*** Dataset Section Begins ***
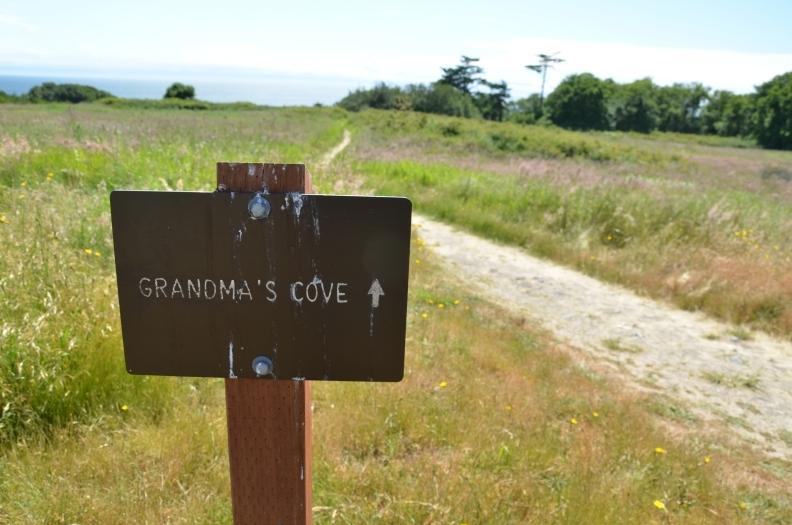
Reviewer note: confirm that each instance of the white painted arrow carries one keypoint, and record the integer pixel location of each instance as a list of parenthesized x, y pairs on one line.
[(375, 292)]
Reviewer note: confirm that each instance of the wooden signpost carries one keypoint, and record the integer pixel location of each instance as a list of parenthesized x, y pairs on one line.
[(270, 287)]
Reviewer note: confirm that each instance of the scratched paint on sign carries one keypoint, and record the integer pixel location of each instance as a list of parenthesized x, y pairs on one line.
[(318, 284)]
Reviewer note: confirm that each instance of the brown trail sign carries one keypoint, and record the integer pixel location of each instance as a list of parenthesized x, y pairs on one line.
[(260, 280)]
*** Dataset Section Ends ***
Be exact. Write out all the entries and omit the pictures.

### [Answer box]
Reviewer note: confirm that each instance of the white painted arrow carries one keypoint, and record the integer pixel location of each instance as a list of parenthesized x, y pairs on one line.
[(375, 292)]
Reviewer note: confirm that each instance of the wooden signpost carries one keypoint, and record the integer pixel location of each instance as a list of parenthesized x, y pairs on one line.
[(270, 287)]
Reviewer note: confirm that each instance of the scratched paint on sign carries one keypoint, and record the integer pixel location of each instance as a list of parenthesized x, y pairs on one line.
[(318, 284)]
Reviewer note: confirm that each instance of the brown trail sign carries one keypoint, and record the integer pixel location of each instance as a list of parenthesized x, y pairs on one line.
[(260, 280)]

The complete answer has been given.